*YOUR GOAL*.
Quote the records word for word, starting with the line containing "Identify the red plastic" and continuing through the line containing "[141,352,258,439]", both included.

%%

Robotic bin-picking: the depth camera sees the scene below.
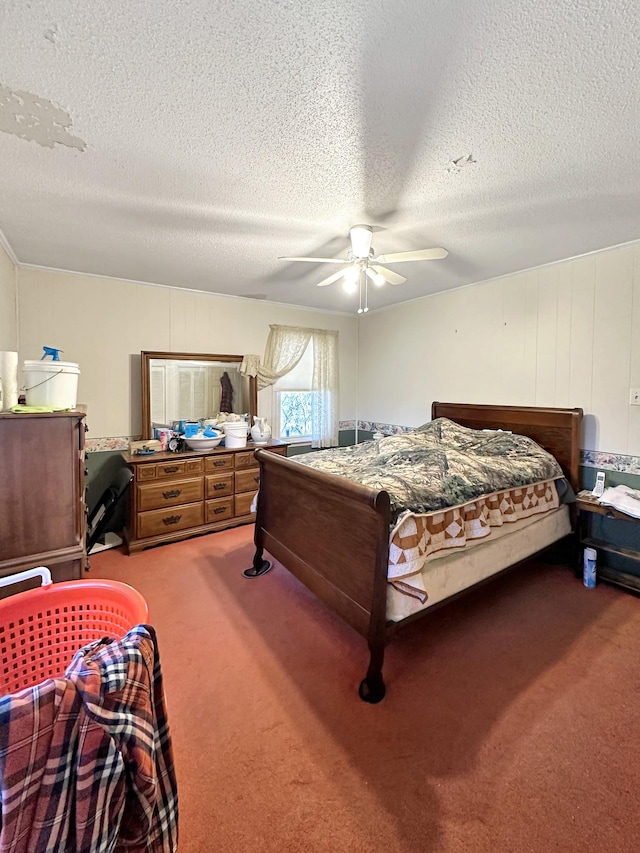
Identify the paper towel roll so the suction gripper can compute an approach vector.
[0,352,18,412]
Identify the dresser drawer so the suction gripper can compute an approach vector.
[138,477,204,512]
[204,453,233,474]
[236,468,260,492]
[156,459,187,479]
[236,450,258,469]
[234,491,256,515]
[207,497,233,524]
[135,465,156,480]
[138,502,204,539]
[204,473,233,498]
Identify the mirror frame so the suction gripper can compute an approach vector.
[140,350,258,440]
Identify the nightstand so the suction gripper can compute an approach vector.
[576,491,640,593]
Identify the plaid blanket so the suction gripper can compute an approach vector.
[0,625,178,853]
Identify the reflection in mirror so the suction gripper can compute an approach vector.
[141,352,257,438]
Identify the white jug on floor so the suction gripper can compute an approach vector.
[251,415,271,444]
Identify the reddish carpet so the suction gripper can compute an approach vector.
[89,527,640,853]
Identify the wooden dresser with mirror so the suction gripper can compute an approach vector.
[123,352,287,554]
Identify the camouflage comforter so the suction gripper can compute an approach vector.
[295,418,564,523]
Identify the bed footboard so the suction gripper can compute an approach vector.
[245,450,390,703]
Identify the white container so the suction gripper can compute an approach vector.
[184,434,223,453]
[220,421,247,447]
[582,548,598,589]
[22,361,80,409]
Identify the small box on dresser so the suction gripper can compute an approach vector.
[123,441,287,554]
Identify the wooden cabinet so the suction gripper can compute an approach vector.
[0,412,87,594]
[123,441,287,554]
[576,490,640,593]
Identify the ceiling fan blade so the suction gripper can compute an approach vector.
[278,257,351,264]
[318,270,346,287]
[369,264,406,284]
[374,249,449,264]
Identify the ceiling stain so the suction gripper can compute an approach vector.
[0,83,87,151]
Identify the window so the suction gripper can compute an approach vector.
[248,325,339,447]
[273,340,321,443]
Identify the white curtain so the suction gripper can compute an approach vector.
[240,325,339,447]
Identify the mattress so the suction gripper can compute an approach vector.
[387,480,560,604]
[387,505,571,622]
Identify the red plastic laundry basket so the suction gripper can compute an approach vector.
[0,567,149,696]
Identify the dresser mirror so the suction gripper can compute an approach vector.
[141,352,258,439]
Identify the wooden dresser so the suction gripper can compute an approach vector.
[0,412,87,594]
[123,441,287,554]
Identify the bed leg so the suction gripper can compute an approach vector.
[242,547,271,578]
[358,643,387,705]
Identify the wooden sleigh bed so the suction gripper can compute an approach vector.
[245,403,582,703]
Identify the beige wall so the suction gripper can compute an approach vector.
[358,236,640,456]
[0,243,18,352]
[18,268,357,438]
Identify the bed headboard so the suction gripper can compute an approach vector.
[431,403,583,492]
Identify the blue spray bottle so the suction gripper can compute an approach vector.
[40,347,63,361]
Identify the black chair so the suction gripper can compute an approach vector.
[87,468,133,554]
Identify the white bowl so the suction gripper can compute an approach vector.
[184,435,224,453]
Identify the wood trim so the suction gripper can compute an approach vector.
[140,350,258,440]
[431,402,583,493]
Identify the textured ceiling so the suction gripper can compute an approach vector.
[0,0,640,311]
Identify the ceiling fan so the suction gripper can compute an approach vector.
[278,225,449,290]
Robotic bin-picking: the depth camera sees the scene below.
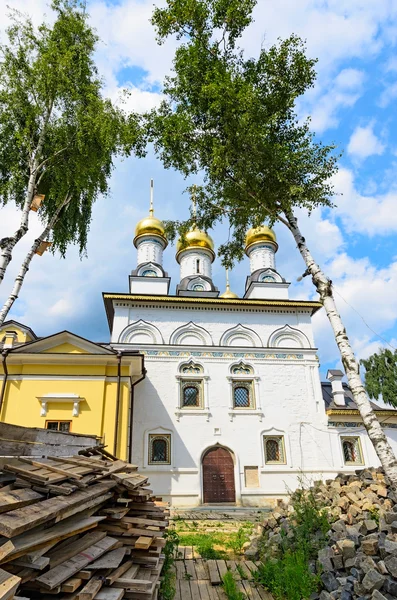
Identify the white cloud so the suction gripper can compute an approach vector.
[347,122,386,160]
[333,168,397,236]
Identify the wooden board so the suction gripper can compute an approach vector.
[0,489,44,514]
[77,577,104,600]
[48,530,106,569]
[0,482,114,538]
[94,587,124,600]
[87,546,127,571]
[207,560,221,585]
[36,537,117,590]
[0,517,103,563]
[0,569,21,600]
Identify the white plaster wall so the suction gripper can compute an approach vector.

%%

*OUTPUT FOR THIS TASK*.
Identify the red plastic laundry basket so the suction gripper can compute an approach vector.
[0,567,149,696]
Identify the dresser mirror so the suction gripper can compute an approach vector.
[141,352,258,439]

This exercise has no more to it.